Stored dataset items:
════════

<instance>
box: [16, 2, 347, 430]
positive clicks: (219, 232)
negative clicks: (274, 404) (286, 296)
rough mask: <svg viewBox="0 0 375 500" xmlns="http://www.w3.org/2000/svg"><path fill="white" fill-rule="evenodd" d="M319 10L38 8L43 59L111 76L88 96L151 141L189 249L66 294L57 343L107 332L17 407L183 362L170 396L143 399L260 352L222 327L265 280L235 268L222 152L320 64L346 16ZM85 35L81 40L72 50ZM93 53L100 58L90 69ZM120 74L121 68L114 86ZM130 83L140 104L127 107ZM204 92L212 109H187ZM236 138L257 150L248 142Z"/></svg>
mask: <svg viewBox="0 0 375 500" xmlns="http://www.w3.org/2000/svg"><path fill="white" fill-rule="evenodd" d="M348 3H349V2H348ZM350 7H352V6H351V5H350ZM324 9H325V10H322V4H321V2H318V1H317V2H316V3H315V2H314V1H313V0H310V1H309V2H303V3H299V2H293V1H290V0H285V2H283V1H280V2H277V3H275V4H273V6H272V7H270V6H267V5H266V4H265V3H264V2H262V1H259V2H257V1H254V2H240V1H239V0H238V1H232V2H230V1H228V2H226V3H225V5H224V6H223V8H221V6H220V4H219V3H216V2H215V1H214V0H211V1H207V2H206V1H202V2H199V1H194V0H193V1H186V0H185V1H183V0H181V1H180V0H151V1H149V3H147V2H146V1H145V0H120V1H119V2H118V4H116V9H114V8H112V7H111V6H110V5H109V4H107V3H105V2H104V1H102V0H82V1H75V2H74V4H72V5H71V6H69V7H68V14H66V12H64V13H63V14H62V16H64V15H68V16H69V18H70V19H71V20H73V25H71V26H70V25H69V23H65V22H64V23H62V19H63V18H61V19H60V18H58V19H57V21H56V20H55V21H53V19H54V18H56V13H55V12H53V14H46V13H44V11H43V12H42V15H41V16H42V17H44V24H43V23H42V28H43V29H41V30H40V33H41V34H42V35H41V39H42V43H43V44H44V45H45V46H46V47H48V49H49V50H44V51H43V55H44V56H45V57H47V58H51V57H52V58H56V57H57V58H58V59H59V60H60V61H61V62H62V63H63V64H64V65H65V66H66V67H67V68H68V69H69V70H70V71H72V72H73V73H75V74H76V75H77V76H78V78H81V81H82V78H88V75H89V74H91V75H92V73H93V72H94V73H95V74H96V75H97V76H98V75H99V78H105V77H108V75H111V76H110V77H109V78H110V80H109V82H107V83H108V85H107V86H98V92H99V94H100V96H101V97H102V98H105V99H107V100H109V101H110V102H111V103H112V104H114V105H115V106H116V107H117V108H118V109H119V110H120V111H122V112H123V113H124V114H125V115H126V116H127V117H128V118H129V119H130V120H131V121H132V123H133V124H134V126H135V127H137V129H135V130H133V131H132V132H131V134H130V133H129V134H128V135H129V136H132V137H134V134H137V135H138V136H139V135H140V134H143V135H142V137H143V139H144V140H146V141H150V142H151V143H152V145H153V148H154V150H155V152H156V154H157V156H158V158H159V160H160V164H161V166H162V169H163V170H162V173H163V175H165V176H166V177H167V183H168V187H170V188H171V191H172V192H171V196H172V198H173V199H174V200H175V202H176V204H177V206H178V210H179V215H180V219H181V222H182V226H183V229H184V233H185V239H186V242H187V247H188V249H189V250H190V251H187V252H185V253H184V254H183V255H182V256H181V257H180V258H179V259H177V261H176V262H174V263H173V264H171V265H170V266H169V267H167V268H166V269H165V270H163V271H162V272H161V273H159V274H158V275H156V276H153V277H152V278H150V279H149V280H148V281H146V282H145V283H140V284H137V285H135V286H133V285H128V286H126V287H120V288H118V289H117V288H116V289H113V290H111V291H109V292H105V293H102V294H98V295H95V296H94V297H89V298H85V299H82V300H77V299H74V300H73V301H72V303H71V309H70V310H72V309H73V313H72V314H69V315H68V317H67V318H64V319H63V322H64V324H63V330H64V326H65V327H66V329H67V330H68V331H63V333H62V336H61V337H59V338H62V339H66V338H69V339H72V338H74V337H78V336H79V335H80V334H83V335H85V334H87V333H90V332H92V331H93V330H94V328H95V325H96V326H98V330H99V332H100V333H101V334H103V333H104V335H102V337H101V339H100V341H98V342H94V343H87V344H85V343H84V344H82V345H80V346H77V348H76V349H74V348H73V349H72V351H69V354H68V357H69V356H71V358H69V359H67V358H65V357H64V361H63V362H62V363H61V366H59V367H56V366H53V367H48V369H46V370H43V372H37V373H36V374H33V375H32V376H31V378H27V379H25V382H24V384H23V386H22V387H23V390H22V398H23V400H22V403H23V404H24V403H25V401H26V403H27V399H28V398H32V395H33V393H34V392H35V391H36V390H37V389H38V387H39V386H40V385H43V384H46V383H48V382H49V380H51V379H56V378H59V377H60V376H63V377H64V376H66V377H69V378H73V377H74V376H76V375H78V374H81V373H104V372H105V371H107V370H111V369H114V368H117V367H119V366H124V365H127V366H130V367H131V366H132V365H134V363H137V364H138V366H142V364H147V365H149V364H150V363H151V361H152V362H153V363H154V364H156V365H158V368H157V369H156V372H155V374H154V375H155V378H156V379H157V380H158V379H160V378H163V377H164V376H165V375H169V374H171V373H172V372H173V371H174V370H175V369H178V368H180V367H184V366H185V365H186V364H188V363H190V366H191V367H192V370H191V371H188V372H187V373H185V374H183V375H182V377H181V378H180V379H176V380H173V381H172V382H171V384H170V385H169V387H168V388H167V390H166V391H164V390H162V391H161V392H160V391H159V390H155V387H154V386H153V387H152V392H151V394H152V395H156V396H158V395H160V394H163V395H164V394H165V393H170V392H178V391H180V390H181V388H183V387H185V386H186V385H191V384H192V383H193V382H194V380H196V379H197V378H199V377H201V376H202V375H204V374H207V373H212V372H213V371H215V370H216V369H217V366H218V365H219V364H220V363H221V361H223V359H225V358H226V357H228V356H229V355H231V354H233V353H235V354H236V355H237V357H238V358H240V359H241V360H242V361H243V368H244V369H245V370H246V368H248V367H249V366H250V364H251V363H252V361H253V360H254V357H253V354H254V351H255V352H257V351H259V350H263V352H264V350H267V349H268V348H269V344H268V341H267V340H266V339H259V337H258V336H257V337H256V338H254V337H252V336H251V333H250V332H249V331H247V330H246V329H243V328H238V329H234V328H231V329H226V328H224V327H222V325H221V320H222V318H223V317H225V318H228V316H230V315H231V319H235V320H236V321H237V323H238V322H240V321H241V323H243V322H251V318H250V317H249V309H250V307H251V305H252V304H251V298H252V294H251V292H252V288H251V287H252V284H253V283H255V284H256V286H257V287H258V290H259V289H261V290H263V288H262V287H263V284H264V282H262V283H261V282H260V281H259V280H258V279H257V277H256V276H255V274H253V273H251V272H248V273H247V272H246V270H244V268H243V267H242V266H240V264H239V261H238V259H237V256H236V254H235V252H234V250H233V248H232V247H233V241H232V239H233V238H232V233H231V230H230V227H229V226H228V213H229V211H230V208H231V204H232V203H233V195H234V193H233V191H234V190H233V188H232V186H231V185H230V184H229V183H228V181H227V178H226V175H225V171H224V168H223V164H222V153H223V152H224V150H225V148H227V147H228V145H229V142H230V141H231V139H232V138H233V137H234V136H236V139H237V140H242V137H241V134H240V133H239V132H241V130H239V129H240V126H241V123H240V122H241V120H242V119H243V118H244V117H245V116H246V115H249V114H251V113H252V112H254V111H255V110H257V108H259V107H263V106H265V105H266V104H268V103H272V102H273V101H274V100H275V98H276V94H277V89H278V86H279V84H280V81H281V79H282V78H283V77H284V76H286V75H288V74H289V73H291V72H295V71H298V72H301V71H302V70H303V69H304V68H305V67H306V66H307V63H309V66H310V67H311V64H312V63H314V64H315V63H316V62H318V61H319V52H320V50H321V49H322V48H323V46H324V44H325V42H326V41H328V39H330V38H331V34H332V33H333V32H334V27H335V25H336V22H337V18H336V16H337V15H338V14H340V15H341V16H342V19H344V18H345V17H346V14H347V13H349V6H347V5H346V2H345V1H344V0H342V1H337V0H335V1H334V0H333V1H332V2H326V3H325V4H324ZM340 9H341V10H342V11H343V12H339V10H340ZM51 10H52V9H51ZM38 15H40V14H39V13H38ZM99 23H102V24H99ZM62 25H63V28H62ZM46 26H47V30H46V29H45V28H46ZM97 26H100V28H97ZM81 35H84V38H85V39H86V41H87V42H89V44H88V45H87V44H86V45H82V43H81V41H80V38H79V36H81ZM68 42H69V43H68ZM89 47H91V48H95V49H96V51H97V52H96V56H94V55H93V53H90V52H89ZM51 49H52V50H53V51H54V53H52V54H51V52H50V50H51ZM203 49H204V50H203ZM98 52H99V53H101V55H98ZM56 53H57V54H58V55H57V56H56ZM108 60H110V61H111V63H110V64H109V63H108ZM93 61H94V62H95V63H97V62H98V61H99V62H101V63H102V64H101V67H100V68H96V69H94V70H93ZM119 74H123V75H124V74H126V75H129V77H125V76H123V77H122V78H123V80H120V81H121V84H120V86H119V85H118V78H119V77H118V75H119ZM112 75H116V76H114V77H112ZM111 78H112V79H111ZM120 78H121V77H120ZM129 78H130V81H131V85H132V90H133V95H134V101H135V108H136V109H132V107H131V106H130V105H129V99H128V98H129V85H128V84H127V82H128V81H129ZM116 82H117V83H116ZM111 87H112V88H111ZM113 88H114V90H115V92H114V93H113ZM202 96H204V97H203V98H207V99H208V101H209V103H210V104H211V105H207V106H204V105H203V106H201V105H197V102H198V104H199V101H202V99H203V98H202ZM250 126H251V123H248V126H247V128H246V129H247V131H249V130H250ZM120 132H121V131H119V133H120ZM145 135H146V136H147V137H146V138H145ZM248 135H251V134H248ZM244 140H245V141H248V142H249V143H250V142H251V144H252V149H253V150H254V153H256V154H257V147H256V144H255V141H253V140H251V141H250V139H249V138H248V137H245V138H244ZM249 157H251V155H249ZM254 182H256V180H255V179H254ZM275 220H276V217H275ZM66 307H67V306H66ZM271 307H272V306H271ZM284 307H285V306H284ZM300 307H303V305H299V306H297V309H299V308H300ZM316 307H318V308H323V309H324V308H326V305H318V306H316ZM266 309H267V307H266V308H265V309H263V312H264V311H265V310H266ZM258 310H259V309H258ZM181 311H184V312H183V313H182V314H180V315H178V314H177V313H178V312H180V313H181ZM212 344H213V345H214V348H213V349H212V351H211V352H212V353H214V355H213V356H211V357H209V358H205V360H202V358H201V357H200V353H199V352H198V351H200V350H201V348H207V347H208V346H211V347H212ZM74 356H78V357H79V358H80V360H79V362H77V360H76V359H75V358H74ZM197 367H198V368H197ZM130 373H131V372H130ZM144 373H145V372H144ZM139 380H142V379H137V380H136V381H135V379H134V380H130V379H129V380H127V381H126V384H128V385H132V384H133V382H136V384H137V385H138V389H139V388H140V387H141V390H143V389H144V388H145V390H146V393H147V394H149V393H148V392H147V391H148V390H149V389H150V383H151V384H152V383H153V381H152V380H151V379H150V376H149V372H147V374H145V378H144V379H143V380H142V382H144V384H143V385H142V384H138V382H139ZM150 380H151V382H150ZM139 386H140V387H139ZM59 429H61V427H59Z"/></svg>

════════

Reproduce verbatim the lines above, from the line with "positive clicks: (219, 232)" through the line with "negative clicks: (274, 404) (286, 296)".

Result:
positive clicks: (219, 232)
negative clicks: (274, 404) (286, 296)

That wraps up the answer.